> **DATA SHOWN**:
+--
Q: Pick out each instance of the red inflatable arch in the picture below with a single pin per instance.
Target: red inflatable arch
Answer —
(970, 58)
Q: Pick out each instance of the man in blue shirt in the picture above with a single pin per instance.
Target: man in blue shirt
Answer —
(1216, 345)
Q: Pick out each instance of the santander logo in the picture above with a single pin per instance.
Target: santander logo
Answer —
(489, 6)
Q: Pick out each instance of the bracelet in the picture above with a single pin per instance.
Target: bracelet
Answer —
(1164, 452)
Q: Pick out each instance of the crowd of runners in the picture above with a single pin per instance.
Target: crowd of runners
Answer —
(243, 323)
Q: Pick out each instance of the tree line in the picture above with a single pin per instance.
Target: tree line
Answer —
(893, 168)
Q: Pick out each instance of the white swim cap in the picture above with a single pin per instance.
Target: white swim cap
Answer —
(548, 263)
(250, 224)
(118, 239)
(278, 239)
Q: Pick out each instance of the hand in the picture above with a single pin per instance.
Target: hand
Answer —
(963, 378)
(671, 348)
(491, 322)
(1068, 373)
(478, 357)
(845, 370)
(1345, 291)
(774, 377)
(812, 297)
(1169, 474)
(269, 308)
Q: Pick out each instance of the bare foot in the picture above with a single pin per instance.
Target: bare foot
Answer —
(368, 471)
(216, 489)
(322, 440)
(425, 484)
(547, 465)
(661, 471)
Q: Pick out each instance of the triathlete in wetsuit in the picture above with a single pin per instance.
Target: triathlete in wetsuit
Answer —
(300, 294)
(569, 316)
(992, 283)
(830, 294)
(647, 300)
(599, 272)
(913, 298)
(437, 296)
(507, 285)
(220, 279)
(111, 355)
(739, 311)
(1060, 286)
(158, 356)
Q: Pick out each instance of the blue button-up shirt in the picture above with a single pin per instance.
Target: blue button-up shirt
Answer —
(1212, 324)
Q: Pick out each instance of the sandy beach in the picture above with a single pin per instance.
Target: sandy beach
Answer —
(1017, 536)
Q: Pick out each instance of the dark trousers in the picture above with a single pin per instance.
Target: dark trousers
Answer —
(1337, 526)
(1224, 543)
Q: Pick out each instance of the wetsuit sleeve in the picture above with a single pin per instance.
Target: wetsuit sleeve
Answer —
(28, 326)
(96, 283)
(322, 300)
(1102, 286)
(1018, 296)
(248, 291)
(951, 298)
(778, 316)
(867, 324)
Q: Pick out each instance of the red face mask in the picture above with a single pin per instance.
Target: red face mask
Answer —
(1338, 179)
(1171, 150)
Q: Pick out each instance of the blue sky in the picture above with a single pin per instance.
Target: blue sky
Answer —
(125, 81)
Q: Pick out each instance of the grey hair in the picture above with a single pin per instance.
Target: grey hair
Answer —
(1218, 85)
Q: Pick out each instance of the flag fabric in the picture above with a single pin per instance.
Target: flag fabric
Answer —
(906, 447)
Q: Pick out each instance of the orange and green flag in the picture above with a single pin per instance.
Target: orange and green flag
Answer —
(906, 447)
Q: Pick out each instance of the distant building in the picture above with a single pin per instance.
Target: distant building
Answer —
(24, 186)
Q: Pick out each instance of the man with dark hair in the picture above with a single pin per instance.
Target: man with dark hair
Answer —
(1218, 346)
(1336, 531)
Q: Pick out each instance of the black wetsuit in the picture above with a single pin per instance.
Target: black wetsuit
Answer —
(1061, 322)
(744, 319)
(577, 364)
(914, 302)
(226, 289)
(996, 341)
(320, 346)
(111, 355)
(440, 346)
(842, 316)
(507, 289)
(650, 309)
+--
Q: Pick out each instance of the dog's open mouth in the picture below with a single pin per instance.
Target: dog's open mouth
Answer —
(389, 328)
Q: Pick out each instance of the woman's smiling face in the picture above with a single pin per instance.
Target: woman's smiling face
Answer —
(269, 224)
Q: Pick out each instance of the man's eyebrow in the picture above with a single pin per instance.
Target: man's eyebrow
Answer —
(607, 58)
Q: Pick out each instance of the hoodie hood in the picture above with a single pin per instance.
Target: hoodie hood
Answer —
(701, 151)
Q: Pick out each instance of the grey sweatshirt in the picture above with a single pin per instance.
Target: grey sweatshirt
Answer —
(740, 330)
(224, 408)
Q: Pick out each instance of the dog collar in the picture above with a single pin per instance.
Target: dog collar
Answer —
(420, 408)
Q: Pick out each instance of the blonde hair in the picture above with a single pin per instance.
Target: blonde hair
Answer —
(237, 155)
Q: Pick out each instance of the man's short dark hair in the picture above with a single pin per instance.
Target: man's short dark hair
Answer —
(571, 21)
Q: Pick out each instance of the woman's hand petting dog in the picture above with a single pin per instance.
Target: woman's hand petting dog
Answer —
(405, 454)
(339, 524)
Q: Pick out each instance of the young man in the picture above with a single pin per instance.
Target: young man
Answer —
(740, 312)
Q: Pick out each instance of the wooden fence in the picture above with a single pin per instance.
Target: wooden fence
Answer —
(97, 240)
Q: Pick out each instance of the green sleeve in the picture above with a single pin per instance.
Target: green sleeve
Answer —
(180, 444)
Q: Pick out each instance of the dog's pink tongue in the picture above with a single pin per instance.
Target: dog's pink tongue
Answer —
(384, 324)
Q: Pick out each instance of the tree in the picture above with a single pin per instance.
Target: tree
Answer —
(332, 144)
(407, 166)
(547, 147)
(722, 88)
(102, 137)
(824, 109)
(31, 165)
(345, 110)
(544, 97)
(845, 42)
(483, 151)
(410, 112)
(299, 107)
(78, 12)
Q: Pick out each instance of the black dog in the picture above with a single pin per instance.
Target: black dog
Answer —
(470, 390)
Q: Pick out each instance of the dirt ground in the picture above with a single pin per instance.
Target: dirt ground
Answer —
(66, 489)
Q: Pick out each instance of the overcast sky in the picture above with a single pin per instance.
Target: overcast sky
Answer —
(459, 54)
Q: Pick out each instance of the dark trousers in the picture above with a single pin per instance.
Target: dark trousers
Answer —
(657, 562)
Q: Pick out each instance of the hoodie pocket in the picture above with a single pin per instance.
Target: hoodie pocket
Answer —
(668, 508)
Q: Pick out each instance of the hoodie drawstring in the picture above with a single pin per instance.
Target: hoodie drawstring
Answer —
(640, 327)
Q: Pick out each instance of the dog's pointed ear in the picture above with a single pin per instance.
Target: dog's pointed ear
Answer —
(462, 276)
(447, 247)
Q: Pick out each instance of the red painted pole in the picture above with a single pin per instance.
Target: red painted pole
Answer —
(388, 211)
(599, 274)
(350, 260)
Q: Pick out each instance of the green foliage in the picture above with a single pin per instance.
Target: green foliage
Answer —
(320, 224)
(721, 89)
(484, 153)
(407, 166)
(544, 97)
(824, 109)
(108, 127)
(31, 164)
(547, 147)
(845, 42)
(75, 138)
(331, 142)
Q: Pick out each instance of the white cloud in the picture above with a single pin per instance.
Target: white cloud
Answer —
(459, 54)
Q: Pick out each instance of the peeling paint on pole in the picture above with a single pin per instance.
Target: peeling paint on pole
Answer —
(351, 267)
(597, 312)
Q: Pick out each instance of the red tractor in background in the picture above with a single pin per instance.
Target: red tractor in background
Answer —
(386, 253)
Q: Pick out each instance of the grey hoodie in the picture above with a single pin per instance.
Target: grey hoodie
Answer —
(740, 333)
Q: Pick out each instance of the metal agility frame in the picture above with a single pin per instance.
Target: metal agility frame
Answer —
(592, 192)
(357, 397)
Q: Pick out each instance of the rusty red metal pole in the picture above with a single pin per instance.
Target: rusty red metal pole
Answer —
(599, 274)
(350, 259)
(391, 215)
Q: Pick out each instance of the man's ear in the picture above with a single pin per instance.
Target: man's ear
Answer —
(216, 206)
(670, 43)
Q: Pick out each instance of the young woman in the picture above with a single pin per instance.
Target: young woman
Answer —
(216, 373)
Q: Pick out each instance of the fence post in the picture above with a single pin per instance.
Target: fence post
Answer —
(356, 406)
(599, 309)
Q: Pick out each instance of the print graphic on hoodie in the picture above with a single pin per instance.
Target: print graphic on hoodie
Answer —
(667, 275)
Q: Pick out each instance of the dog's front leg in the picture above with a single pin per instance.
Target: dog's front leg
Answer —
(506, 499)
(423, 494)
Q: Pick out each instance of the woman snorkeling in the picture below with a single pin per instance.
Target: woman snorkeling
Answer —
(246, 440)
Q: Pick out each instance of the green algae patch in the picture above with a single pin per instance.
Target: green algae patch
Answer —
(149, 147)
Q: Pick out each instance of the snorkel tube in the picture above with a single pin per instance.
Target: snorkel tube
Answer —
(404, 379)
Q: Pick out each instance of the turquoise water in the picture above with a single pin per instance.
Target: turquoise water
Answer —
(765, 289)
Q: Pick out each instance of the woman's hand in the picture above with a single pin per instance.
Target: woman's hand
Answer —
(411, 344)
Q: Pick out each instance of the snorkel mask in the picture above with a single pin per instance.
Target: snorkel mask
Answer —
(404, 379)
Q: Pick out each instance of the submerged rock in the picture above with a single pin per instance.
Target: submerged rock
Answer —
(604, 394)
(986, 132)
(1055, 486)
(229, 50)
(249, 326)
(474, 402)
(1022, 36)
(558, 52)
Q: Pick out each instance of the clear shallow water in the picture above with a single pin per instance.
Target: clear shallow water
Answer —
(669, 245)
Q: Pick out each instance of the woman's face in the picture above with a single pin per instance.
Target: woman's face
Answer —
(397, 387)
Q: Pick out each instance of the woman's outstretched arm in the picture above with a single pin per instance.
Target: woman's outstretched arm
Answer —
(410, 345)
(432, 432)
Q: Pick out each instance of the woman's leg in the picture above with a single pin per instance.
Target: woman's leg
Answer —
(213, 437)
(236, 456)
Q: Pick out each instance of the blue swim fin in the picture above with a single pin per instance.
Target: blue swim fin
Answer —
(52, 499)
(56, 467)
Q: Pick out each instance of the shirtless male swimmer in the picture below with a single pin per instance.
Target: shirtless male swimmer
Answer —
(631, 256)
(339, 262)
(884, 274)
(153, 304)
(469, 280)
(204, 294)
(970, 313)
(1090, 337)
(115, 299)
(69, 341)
+--
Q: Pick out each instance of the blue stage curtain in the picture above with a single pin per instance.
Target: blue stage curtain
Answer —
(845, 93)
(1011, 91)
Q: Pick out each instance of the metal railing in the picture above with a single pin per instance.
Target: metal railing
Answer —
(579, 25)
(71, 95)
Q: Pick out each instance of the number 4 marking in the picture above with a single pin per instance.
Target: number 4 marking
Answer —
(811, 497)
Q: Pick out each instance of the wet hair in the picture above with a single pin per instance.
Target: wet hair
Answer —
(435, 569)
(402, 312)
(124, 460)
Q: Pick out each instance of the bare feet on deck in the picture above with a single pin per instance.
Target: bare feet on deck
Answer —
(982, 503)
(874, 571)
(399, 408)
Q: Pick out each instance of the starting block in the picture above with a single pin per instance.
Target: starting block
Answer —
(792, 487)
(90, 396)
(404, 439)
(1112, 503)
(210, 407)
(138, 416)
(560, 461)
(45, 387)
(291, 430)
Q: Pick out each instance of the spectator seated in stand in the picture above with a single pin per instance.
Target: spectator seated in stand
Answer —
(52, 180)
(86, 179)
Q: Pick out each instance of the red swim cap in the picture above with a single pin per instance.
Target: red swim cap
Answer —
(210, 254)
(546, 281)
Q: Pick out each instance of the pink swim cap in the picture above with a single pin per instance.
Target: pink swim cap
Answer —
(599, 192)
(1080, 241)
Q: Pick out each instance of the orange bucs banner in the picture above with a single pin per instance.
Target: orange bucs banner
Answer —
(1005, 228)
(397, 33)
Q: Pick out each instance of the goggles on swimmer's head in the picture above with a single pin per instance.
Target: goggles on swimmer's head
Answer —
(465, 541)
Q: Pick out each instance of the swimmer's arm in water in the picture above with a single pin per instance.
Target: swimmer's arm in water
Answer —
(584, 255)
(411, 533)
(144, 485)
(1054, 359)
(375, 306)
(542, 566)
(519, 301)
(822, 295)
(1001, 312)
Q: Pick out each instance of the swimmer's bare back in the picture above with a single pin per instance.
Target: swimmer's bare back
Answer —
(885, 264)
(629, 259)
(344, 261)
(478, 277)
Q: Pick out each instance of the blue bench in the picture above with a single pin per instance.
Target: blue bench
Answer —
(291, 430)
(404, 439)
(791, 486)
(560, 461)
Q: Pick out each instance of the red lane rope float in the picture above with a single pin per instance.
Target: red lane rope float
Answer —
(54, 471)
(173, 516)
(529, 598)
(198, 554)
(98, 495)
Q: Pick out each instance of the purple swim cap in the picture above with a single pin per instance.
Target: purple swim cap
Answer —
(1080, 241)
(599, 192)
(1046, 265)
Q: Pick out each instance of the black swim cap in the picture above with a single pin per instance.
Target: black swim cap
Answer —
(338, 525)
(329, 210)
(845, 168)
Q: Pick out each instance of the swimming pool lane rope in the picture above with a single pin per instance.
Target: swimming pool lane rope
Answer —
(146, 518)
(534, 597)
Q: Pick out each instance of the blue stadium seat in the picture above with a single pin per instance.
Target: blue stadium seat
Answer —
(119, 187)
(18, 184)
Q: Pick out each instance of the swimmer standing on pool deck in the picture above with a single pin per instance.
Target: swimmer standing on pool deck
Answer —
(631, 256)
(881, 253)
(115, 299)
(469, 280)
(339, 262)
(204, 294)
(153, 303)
+--
> **WHAT IS BEING ASKED**: Copy all lines from the material that hold "open".

> **ANSWER BELOW**:
Q: Pick out each instance of the dog's open mouth in the picture below with a single pin per instance.
Target: dog's open mouth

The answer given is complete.